[[ Document segment, beginning ]]

Sunday, April 4, 2010

Moooooving:)

We've been in our beloved little studio apartment since May 2009 and in about 16 days, we'll be leaving it forever. We had so much fun furnishing it and adding little touches to make it more into a little love nest for us and now we will be embarking on a whole new journey and a beginning of beginnings. What the future holds we do not know, but I do know I want to do it together with my awesome other half.
Over the past few weeks, we've managed to sell most of our furniture and little things. I even shed some tears when someone took our plants away. We had those plants since they were little things and now they've grown into not so little plants and off they go to a new home. I hope they will like it there as much as we enjoyed their company while they were with us.

We are looking forward to a new surrounding and a new home soon. Apartment 912 will be thought of fondly.

Thursday, April 1, 2010

Fragility

I was telling my friend K about another friend of mine E. E was one of my good friend's boyfriend. He was tall, lanky, patient, caring and a good sense of humour. E stayed about 40mins away from his girlfriend and he would drive down often just to spend time with her. On the weekends, he would also come pick all of us up for night out in town (and we were all not staying in the same neighbourhood!) So on the average, I would say he had to drive at least 2hours to get us all together and another 2hours for him to get home. I'm surprised he never complained (at least that I know of). Nor did he stop driving us all. E would also drive all the way to his girlfriend's house every Wednesday (if I remember correctly) to wash her car because she did not enjoy washing the car and I'd like to think that it's also because he wanted her to have a clean, comfortable and nice drive. E had a passion for Japanese cars and Hondas to be exact. He enjoyed 'dressing' the car up with such cool gear with new skirts and new shoes. As a girl, I never could quite understand all those terms and words he used when describing the details, but his girlfriend C did. They've been going out for 7years if not more. His family adored C and they got along very well. Just last month, of all places, I saw a post on my Facebook page, something about E, I went to his page and there was a post about funeral. I confused and awfully shocked when I found out he had passed away in a car accident.

[[ Document segment, end ]]
[[ Data shown, beginning ]]

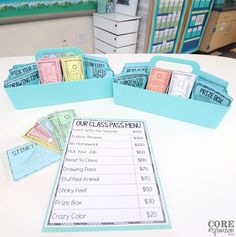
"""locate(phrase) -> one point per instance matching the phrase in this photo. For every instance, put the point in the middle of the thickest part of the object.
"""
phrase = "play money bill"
(134, 80)
(49, 70)
(181, 84)
(28, 158)
(38, 135)
(73, 68)
(60, 122)
(30, 79)
(140, 67)
(23, 70)
(158, 80)
(97, 68)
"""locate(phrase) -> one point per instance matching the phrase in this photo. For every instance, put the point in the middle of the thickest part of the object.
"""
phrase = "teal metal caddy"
(30, 96)
(188, 110)
(167, 20)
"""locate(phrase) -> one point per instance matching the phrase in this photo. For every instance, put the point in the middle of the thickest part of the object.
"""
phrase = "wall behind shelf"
(25, 38)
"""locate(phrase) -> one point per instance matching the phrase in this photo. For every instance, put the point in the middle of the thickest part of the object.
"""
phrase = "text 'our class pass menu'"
(107, 179)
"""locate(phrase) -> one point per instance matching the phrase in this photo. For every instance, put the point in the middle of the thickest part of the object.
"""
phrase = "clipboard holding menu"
(107, 180)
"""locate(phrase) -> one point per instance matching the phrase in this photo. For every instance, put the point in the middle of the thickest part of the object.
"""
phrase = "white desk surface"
(196, 164)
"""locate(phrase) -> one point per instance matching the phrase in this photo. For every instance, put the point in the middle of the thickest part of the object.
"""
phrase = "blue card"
(28, 158)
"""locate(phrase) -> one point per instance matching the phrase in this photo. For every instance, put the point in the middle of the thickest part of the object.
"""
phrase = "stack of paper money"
(175, 83)
(47, 140)
(22, 74)
(134, 74)
(58, 67)
(51, 131)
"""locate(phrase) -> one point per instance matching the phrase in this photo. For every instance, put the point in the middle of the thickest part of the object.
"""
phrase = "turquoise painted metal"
(59, 93)
(188, 110)
(156, 14)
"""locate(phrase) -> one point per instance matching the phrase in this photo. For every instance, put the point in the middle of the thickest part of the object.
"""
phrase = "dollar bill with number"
(181, 84)
(39, 135)
(29, 158)
(140, 67)
(23, 74)
(158, 79)
(49, 70)
(134, 80)
(51, 131)
(73, 68)
(96, 67)
(60, 122)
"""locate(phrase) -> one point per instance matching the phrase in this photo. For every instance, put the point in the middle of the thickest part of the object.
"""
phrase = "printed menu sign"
(107, 179)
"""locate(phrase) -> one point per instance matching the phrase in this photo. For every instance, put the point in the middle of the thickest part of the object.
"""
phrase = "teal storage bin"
(30, 96)
(59, 93)
(188, 110)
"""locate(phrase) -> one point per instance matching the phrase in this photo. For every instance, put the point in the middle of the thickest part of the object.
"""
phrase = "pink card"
(158, 79)
(49, 70)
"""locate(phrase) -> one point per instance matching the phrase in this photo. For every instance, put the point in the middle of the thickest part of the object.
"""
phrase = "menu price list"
(107, 177)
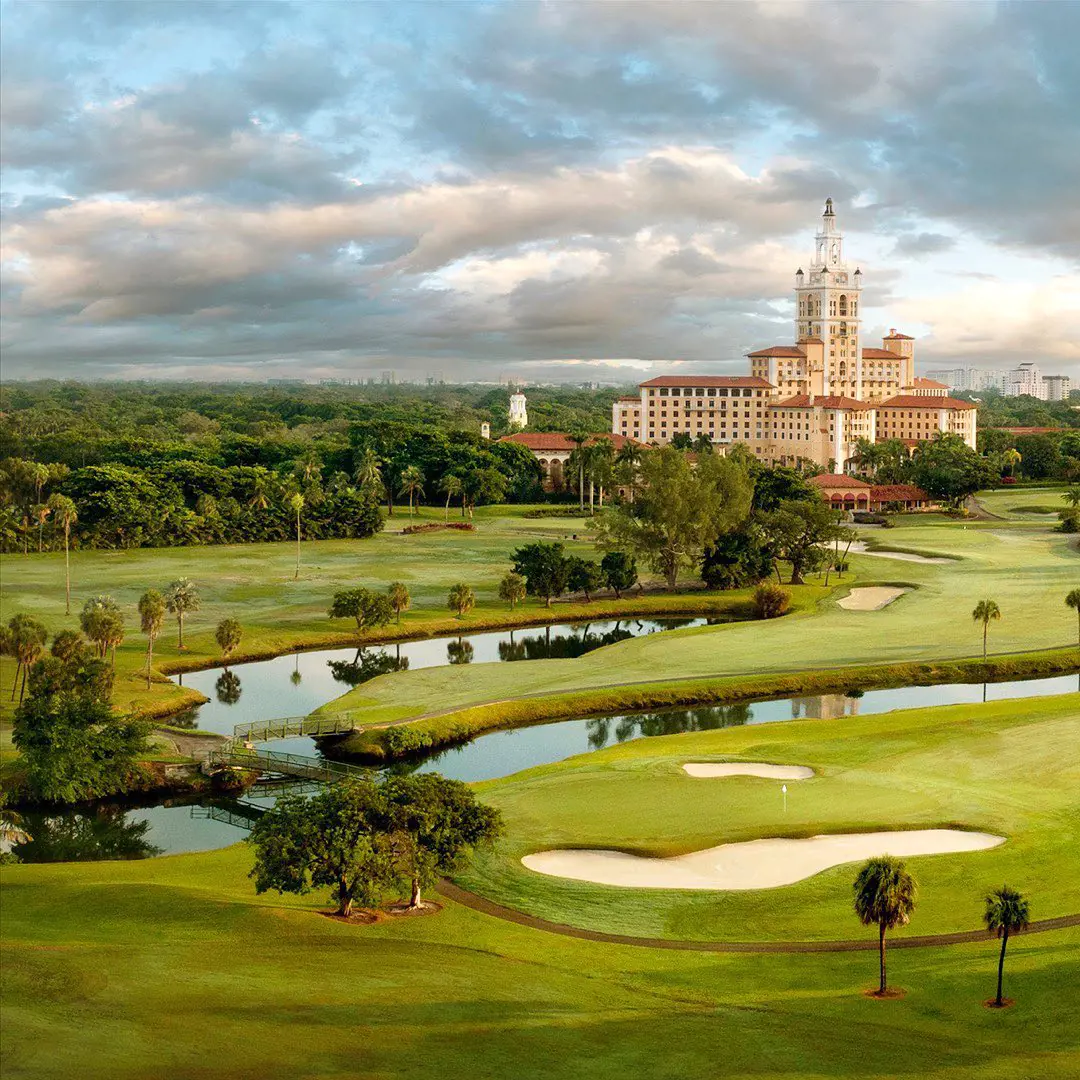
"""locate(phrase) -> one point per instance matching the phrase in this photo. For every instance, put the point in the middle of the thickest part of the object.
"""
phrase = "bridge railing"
(288, 727)
(289, 765)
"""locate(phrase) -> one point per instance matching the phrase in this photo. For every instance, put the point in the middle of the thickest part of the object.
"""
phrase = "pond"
(123, 831)
(299, 683)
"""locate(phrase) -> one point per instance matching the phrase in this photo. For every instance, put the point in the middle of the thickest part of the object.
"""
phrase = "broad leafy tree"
(228, 635)
(679, 511)
(368, 608)
(1007, 913)
(72, 745)
(435, 823)
(337, 839)
(620, 571)
(885, 895)
(151, 611)
(181, 597)
(399, 596)
(544, 567)
(986, 611)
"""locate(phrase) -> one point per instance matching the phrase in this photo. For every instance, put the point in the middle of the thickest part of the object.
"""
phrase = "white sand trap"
(860, 548)
(747, 769)
(754, 864)
(871, 597)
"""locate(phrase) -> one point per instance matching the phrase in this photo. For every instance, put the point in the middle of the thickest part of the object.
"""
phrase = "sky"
(530, 191)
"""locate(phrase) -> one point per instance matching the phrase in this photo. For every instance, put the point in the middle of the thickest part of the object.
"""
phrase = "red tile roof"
(837, 480)
(899, 493)
(558, 440)
(826, 401)
(709, 380)
(779, 350)
(914, 401)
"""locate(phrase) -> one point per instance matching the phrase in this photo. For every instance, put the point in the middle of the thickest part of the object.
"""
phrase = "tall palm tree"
(181, 597)
(41, 512)
(985, 610)
(64, 510)
(296, 504)
(151, 610)
(1007, 912)
(412, 485)
(1072, 601)
(368, 473)
(885, 894)
(453, 486)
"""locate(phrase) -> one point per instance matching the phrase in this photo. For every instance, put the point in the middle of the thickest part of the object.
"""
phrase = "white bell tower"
(518, 414)
(826, 304)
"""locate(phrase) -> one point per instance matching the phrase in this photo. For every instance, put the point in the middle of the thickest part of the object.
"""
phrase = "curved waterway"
(123, 831)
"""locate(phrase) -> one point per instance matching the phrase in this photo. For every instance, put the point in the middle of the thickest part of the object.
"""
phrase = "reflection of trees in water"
(559, 646)
(95, 833)
(459, 652)
(667, 723)
(227, 688)
(366, 664)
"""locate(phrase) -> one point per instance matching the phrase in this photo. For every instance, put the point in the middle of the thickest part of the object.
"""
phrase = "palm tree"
(461, 599)
(103, 622)
(24, 639)
(1007, 910)
(41, 512)
(412, 485)
(64, 510)
(400, 598)
(151, 610)
(1072, 601)
(368, 473)
(296, 504)
(181, 597)
(985, 610)
(453, 486)
(885, 894)
(578, 460)
(512, 590)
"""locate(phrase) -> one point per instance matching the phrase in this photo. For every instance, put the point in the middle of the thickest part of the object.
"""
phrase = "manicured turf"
(979, 767)
(1026, 570)
(174, 968)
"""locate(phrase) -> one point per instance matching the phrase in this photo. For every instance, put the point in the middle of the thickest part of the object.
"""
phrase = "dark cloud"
(213, 186)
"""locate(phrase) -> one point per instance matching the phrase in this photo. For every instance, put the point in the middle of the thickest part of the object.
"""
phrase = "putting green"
(980, 768)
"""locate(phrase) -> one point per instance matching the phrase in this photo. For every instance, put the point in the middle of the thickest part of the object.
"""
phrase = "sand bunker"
(871, 597)
(754, 864)
(859, 548)
(747, 769)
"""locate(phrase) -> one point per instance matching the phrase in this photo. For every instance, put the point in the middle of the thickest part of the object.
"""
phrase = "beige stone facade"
(809, 401)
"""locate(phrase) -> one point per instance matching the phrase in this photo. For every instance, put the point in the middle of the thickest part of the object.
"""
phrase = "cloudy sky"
(540, 191)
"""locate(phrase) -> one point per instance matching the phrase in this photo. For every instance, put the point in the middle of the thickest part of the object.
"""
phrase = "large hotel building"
(812, 400)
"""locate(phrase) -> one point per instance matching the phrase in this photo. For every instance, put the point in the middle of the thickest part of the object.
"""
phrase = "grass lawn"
(1009, 768)
(1026, 570)
(174, 968)
(1025, 503)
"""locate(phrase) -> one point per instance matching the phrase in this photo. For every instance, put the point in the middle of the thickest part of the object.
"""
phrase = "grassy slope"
(1027, 571)
(173, 968)
(982, 767)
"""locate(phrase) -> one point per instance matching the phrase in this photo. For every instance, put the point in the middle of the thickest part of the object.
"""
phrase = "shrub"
(771, 601)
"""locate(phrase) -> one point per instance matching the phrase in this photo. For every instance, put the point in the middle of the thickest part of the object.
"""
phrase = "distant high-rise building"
(1057, 388)
(518, 414)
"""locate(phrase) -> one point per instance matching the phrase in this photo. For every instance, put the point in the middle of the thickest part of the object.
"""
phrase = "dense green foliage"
(72, 745)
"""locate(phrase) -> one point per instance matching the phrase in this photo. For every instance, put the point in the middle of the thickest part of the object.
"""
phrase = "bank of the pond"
(396, 741)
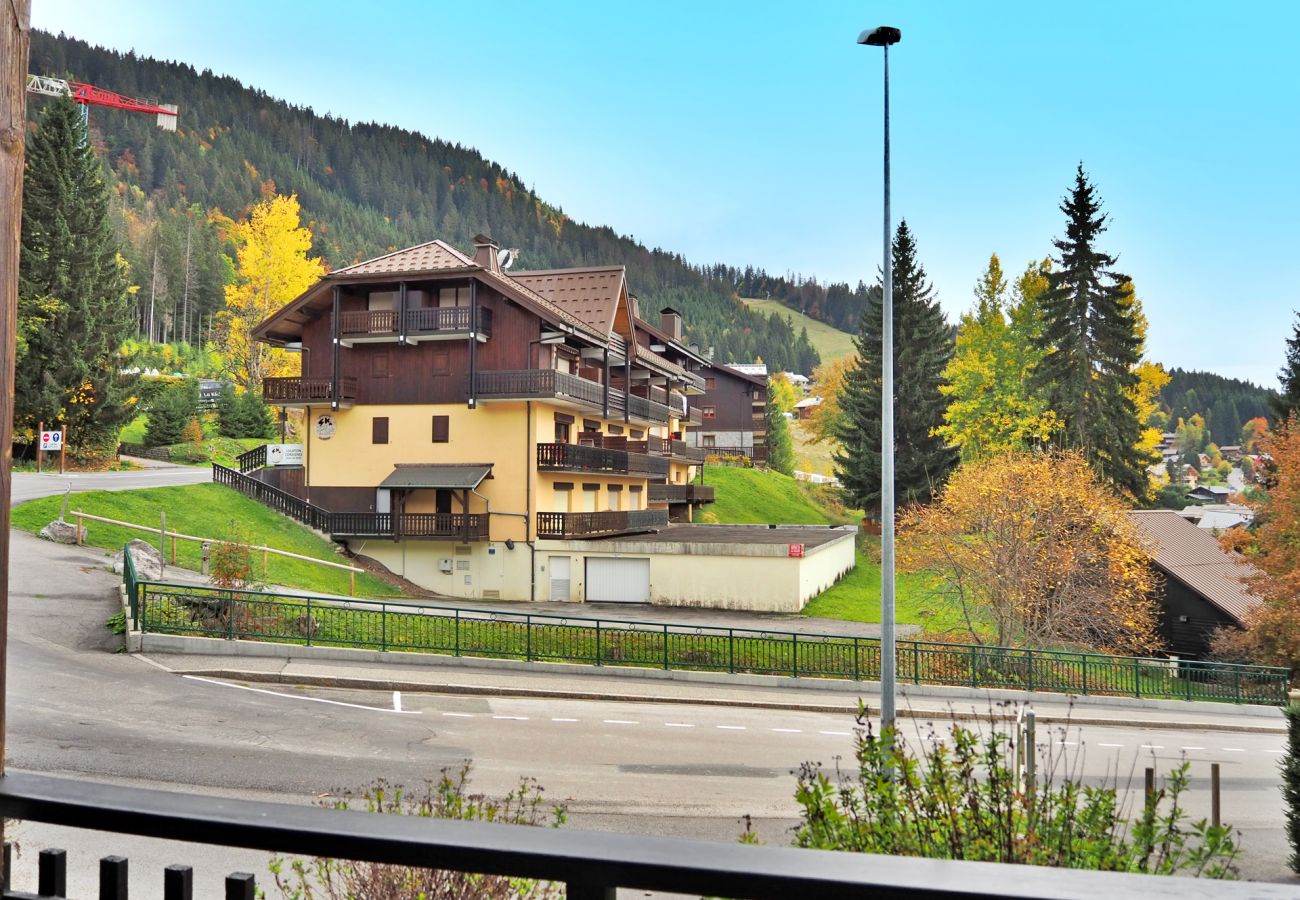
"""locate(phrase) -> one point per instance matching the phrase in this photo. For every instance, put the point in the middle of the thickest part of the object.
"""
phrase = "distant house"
(1203, 587)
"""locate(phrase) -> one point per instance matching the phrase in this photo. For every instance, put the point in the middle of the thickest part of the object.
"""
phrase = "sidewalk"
(455, 675)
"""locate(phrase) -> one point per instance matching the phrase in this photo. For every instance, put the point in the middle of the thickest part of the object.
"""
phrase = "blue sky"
(750, 132)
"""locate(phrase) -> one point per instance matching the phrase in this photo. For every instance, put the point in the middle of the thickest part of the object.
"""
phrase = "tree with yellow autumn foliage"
(272, 267)
(1035, 550)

[[ Data shown, end ]]

* _Using the information_
• 1. In the blog, why did E drive to his girlfriend's house every Wednesday to wash her car?
• 2. Reproduce the part of the blog that opens with the words containing "Over the past" and closes with "were with us.".

* _Answers to the problems_
• 1. He washed her car because she did not enjoy doing it herself. The writer would also like to think he wanted her to have a clean, comfortable and nice drive.

• 2.
Over the past few weeks, we've managed to sell most of our furniture and little things. I even shed some tears when someone took our plants away. We had those plants since they were little things and now they've grown into not so little plants and off they go to a new home. I hope they will like it there as much as we enjoyed their company while they were with us.